Description of the task: Find how many lines of the entries contain the word "pink", then report that figure alone.

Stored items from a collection
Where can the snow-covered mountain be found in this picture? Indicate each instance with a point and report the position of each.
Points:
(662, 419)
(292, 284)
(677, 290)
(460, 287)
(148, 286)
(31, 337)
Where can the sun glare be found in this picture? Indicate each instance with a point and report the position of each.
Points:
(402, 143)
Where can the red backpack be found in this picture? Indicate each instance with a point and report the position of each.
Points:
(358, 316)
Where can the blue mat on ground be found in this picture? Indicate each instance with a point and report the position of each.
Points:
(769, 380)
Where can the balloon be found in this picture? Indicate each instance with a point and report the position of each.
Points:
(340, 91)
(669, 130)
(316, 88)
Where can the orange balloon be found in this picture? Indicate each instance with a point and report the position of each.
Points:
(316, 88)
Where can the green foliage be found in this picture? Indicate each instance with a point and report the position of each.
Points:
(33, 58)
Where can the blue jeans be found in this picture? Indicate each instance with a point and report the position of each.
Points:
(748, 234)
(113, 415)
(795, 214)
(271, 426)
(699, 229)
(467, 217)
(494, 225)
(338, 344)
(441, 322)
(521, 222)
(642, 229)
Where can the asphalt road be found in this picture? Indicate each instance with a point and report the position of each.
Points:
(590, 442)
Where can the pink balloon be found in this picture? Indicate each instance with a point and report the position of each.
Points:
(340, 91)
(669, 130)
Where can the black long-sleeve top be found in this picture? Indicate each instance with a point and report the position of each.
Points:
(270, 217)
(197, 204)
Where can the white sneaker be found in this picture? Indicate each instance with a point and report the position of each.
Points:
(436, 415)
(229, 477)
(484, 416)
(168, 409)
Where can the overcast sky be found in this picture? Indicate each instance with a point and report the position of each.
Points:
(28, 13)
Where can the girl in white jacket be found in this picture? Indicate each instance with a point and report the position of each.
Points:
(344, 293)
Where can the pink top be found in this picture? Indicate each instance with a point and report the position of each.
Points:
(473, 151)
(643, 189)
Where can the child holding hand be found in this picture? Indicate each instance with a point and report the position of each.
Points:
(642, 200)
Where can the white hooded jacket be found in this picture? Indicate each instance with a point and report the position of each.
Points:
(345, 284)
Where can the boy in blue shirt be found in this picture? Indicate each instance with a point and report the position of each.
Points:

Exercise answer: 2